■ **What the task asks**: Copy every line from the records below that carries the word "collar".

■ **Information given**:
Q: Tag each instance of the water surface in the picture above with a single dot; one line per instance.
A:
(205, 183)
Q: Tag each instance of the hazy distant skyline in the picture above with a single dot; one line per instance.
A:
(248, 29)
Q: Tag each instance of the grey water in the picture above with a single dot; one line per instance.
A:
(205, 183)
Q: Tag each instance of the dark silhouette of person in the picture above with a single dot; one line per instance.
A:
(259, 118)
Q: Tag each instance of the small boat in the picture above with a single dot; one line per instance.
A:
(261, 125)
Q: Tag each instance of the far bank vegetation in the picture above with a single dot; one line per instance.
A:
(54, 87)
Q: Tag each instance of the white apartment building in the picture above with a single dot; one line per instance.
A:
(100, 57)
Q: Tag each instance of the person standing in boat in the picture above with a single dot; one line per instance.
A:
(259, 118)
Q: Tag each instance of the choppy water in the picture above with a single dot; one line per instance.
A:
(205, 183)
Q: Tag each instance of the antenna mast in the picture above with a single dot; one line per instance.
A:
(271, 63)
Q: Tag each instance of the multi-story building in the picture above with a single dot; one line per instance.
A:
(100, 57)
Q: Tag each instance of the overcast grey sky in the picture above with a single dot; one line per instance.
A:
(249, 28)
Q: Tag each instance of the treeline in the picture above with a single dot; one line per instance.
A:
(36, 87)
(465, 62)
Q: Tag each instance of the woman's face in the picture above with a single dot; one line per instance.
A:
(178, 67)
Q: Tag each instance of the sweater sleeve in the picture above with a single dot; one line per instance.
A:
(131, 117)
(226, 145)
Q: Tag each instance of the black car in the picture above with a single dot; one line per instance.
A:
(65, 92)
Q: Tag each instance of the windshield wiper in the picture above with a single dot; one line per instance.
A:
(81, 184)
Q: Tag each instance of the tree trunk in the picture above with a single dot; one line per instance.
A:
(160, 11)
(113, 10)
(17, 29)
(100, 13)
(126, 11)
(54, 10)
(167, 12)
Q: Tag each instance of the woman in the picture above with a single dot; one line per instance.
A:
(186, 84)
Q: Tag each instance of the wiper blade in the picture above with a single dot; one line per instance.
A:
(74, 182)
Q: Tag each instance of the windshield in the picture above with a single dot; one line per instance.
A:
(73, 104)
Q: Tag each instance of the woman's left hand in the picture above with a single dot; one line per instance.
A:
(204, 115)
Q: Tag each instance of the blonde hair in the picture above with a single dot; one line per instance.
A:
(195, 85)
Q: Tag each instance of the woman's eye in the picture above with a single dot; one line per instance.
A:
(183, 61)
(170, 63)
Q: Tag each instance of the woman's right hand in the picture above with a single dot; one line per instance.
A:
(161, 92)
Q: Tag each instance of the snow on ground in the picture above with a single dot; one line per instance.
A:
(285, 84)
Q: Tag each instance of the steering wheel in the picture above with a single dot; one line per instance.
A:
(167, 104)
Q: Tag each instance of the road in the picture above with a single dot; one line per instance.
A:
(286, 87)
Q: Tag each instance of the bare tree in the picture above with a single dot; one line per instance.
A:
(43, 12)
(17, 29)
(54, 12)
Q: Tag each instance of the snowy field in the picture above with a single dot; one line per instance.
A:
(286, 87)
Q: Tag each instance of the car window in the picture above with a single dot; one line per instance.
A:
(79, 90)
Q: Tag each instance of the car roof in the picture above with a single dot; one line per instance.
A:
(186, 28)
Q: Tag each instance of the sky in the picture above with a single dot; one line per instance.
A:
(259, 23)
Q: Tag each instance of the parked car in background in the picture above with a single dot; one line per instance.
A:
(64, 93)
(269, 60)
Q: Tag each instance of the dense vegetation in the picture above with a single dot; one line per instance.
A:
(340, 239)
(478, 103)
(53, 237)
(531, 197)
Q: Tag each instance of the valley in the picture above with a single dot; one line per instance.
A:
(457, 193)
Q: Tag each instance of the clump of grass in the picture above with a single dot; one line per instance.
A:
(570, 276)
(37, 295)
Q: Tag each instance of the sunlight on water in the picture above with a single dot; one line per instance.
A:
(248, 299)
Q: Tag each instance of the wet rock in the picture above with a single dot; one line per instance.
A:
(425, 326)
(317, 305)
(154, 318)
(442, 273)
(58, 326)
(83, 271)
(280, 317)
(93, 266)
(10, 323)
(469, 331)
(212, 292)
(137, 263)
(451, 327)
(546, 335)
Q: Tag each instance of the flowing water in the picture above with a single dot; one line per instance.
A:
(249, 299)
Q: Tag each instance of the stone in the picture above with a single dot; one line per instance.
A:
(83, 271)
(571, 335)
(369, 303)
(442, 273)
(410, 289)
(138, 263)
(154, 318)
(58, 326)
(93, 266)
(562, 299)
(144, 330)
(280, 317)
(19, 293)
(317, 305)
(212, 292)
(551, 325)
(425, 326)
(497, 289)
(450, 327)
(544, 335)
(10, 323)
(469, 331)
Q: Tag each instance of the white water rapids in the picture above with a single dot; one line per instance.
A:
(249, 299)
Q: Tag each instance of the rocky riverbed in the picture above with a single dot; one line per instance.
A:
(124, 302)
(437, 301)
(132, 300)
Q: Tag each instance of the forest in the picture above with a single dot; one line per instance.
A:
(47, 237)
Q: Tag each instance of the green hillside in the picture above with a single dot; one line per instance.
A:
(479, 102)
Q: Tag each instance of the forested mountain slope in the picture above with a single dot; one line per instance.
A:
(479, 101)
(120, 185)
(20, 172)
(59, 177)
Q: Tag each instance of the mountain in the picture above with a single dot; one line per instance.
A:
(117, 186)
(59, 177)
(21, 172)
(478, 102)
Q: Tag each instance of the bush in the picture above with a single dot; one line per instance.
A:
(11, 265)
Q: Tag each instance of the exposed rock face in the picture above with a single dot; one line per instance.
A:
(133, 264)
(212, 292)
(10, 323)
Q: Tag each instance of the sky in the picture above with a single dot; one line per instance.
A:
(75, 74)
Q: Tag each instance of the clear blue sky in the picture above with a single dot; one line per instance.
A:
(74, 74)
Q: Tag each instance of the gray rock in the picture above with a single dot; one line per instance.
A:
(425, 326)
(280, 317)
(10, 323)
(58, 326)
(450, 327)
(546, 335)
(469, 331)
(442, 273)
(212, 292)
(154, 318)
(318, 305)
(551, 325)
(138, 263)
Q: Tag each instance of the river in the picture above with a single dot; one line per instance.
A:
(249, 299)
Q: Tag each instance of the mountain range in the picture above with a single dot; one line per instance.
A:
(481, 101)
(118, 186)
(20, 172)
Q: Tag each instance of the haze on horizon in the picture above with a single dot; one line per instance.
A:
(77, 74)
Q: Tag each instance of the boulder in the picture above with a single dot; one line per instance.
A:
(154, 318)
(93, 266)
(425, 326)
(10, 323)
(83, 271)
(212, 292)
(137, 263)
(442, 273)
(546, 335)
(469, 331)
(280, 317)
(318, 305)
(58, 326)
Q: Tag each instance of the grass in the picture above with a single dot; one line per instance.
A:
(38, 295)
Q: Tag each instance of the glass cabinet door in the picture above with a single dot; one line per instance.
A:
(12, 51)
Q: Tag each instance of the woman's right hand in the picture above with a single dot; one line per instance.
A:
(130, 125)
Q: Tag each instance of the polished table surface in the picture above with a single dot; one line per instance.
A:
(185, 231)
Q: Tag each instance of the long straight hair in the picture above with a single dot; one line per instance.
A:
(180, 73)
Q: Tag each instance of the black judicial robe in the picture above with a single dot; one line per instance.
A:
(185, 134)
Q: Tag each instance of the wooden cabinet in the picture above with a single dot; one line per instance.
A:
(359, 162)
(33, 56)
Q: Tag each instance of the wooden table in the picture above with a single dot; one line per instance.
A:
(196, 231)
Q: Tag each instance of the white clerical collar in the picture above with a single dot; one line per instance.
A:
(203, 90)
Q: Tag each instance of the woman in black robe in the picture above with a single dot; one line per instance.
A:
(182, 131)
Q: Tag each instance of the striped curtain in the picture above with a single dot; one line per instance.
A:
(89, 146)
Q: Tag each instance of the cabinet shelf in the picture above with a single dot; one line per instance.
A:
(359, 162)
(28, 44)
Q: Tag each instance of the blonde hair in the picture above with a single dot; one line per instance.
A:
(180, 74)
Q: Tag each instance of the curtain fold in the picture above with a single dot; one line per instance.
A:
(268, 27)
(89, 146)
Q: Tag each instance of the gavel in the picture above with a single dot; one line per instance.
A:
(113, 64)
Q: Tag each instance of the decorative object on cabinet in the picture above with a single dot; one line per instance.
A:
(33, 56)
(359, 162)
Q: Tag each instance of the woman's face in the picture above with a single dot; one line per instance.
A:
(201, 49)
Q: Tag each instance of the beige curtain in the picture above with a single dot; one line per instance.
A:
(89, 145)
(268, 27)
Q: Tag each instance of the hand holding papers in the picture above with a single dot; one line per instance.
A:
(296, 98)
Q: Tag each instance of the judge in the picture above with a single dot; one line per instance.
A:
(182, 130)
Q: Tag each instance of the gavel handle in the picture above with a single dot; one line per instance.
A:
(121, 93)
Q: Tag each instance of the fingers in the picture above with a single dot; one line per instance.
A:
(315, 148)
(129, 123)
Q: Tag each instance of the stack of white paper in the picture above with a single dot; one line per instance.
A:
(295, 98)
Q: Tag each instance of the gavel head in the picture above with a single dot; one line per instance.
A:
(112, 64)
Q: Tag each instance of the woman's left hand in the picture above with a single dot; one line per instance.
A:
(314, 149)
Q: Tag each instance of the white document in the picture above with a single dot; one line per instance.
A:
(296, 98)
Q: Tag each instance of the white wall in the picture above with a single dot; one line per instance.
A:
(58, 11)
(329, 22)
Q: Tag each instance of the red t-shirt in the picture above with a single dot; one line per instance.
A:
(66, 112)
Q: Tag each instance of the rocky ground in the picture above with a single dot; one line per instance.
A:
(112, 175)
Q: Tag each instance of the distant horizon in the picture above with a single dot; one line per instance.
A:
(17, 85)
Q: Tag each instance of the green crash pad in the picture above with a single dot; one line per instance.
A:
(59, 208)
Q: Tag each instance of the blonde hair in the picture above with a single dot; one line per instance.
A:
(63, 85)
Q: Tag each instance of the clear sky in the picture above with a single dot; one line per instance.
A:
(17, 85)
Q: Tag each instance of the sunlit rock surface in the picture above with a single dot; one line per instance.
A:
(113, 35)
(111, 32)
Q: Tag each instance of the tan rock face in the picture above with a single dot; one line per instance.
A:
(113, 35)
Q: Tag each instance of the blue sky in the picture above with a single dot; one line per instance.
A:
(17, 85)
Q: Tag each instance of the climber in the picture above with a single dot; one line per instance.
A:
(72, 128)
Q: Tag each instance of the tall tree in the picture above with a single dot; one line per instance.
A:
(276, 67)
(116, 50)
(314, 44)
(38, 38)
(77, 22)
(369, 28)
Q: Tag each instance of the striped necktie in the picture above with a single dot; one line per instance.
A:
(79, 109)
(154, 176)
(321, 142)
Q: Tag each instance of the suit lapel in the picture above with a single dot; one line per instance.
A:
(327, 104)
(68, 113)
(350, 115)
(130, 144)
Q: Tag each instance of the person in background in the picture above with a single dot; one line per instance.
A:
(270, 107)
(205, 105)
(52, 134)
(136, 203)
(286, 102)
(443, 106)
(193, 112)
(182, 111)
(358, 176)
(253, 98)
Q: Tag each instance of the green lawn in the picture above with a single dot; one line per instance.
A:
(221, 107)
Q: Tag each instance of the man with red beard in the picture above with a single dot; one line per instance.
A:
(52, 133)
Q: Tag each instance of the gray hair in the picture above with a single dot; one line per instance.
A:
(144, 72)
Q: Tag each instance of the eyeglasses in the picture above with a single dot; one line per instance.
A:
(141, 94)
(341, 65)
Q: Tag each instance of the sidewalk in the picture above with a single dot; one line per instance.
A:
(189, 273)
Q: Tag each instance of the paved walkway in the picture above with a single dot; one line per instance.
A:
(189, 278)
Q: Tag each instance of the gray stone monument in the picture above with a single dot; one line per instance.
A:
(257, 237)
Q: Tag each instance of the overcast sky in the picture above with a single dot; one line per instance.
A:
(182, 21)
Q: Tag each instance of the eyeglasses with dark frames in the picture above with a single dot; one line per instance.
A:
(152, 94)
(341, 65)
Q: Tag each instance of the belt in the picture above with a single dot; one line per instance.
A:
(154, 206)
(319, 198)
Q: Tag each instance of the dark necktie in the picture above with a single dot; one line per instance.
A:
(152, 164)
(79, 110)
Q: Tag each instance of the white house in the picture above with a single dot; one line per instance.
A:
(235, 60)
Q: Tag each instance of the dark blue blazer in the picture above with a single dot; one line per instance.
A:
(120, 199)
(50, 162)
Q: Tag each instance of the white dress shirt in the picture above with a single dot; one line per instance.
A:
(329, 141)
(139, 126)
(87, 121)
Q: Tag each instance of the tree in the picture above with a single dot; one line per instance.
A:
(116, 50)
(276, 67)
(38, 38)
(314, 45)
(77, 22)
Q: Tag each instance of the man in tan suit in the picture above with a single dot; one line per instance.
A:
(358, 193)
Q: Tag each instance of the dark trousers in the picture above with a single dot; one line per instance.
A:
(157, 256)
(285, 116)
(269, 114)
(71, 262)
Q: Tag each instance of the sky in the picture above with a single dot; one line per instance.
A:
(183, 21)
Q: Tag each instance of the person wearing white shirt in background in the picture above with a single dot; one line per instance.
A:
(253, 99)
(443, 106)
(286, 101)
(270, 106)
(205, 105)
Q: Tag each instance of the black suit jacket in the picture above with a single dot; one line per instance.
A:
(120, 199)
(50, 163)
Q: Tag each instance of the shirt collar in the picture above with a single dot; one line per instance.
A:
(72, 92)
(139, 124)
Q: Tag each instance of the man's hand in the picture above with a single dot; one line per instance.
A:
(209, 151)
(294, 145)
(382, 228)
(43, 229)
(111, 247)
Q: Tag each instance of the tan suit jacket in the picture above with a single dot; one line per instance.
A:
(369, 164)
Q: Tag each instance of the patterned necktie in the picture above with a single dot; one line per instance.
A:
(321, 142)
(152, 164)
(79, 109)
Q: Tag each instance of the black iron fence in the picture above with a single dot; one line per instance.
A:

■ **Answer**:
Q: Tag each instance of the white clerical collar in the picture above with a single dot; one line per instance.
Q: Tag each instance of the shirt collar in the picture above with a single dot; one line per instance.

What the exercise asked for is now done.